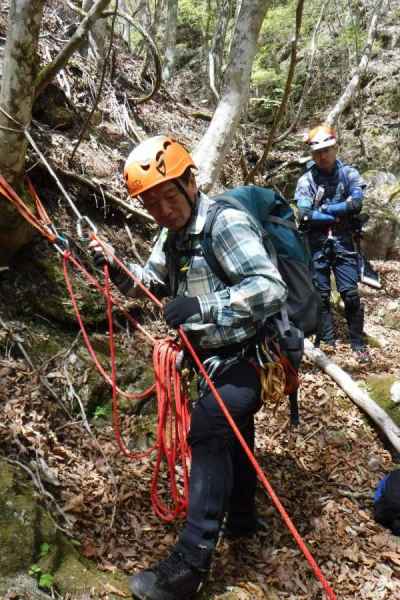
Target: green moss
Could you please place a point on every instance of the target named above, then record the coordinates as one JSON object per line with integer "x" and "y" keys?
{"x": 76, "y": 575}
{"x": 392, "y": 320}
{"x": 25, "y": 526}
{"x": 379, "y": 390}
{"x": 373, "y": 342}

- - -

Set exercise: Rewrite every line of the entries above as a numbered list. Skip any blank lines and leave out the pictures.

Response to this task:
1. Target: green moss
2. Could you please place a point on every instance of the target named above, then record the coordinates as one JSON object per line with integer "x" and "y" keys?
3. {"x": 76, "y": 575}
4. {"x": 392, "y": 320}
5. {"x": 25, "y": 526}
6. {"x": 379, "y": 390}
7. {"x": 373, "y": 342}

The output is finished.